• Required work
Please reproduce every row below word for word, but leave out the pictures.

• Records
-.-.-
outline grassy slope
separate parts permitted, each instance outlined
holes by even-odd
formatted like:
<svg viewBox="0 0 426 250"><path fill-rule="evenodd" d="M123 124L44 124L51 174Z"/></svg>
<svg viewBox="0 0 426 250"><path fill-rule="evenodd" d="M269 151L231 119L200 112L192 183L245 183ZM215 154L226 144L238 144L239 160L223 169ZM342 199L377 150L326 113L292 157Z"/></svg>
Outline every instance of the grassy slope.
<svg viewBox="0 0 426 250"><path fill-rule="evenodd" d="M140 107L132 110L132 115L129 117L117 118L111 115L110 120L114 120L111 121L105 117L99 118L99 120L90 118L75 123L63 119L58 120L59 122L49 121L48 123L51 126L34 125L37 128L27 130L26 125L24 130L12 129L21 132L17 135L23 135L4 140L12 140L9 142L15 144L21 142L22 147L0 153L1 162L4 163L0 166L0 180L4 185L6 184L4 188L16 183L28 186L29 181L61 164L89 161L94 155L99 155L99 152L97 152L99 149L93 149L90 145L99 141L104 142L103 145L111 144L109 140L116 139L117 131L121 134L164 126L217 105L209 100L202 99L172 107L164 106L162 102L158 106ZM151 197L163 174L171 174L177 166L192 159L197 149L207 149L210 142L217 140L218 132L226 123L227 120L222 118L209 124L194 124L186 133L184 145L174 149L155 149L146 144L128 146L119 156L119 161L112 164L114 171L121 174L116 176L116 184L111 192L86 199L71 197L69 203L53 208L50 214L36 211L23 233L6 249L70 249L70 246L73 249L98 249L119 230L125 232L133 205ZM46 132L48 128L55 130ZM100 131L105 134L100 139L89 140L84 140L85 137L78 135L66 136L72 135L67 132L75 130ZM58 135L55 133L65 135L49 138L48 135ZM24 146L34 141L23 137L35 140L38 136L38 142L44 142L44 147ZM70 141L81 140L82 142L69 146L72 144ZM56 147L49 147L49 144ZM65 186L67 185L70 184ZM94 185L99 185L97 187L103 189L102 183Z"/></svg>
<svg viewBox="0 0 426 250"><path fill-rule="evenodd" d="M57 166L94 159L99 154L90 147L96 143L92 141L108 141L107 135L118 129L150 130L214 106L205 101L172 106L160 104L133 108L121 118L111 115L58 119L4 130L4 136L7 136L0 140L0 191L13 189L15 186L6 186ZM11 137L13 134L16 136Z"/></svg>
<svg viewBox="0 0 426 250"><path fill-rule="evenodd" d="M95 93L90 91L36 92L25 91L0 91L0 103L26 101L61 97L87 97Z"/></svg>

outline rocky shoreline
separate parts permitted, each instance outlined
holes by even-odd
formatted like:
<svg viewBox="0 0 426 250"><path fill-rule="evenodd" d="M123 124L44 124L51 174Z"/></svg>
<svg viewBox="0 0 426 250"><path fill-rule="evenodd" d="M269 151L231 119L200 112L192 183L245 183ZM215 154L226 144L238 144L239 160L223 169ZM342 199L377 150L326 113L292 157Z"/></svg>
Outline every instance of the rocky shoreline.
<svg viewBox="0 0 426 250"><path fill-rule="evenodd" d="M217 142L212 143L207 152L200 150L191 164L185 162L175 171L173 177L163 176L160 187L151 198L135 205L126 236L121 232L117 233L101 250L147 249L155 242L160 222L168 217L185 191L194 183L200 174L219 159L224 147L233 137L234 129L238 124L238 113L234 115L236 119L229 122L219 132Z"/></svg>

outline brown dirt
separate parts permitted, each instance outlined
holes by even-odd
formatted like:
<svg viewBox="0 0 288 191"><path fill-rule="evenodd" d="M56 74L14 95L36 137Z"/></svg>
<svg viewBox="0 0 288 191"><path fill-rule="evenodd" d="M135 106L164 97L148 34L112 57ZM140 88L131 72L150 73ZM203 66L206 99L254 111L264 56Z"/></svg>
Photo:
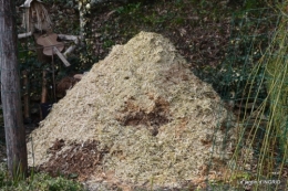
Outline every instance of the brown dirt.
-.-.-
• Written solution
outline grassy slope
separate parts permitted, each instance outlined
holes by even-odd
formatted like:
<svg viewBox="0 0 426 250"><path fill-rule="evenodd" d="M123 124L44 124L51 174Z"/></svg>
<svg viewBox="0 0 426 250"><path fill-rule="evenodd" d="M269 151L231 119L200 112L192 183L245 183ZM215 154L226 144L238 144L239 160L223 169ZM342 199L377 150L326 113L292 157Z"/></svg>
Outline every instance of the grassy slope.
<svg viewBox="0 0 426 250"><path fill-rule="evenodd" d="M140 107L132 110L132 115L129 117L117 118L111 115L110 120L114 120L111 121L105 117L99 118L99 120L90 118L75 123L63 119L58 120L59 122L49 121L48 123L51 126L34 125L37 128L27 130L26 125L24 130L12 129L21 132L17 135L23 135L4 140L12 140L9 142L15 144L21 142L22 147L0 153L1 162L4 163L0 166L0 180L4 185L6 184L4 188L16 183L28 186L29 181L61 164L89 161L94 155L99 155L99 152L97 152L99 149L93 149L90 145L99 141L104 142L103 145L111 144L109 140L116 139L117 131L121 134L164 126L217 105L209 100L202 99L172 107L164 106L162 102L158 106ZM151 197L163 174L171 174L177 166L192 159L197 149L207 149L210 142L217 140L218 132L226 123L227 120L222 118L209 124L194 124L186 133L184 145L174 149L155 149L146 144L128 146L119 156L119 161L112 164L114 171L121 174L116 176L116 184L111 192L86 199L71 197L69 203L53 208L50 214L36 211L23 233L6 249L70 249L70 246L73 249L98 249L119 230L125 232L133 205ZM46 132L48 128L55 130ZM100 131L105 134L100 139L89 140L84 140L85 137L78 135L66 136L72 135L67 132L75 130ZM58 135L55 133L65 135L49 138L48 135ZM24 146L34 141L23 137L35 140L38 136L38 142L44 142L44 147ZM70 141L81 140L82 142L69 146L72 144ZM56 147L49 147L49 144ZM65 186L67 185L70 184ZM94 185L99 185L97 187L103 189L102 183Z"/></svg>
<svg viewBox="0 0 426 250"><path fill-rule="evenodd" d="M57 166L94 159L99 154L90 147L96 143L92 141L108 141L107 135L118 129L150 130L214 106L205 101L172 106L160 104L133 108L121 118L111 115L58 119L4 130L4 136L7 136L0 140L0 191L13 189L15 186L6 186ZM11 137L13 134L16 136Z"/></svg>
<svg viewBox="0 0 426 250"><path fill-rule="evenodd" d="M95 93L90 91L36 92L25 91L0 91L0 103L26 101L61 97L87 97Z"/></svg>

outline rocky shoreline
separate parts permitted, each instance outlined
holes by even-odd
formatted like:
<svg viewBox="0 0 426 250"><path fill-rule="evenodd" d="M123 124L44 124L51 174Z"/></svg>
<svg viewBox="0 0 426 250"><path fill-rule="evenodd" d="M269 151L231 119L200 112L192 183L245 183ZM215 154L226 144L238 144L239 160L223 169ZM342 199L377 150L326 113L292 157Z"/></svg>
Outline every instance of the rocky shoreline.
<svg viewBox="0 0 426 250"><path fill-rule="evenodd" d="M217 142L212 143L207 152L200 150L191 164L185 162L175 171L173 177L163 176L160 187L151 198L135 205L126 236L121 232L117 233L101 250L147 249L155 242L160 222L168 217L185 191L194 183L200 174L219 159L224 147L233 137L234 129L238 124L238 113L234 115L236 119L229 122L219 132Z"/></svg>

outline brown dirt
separate parts permitted, each instance outlined
holes by even-odd
formatted like:
<svg viewBox="0 0 288 191"><path fill-rule="evenodd" d="M56 74L14 95L36 137Z"/></svg>
<svg viewBox="0 0 288 191"><path fill-rule="evenodd" d="M135 106L164 97L148 34L112 57ZM140 88L131 72L150 73ZM203 66L206 99L254 111L264 56Z"/></svg>
Photo:
Outline every instance of the brown dirt.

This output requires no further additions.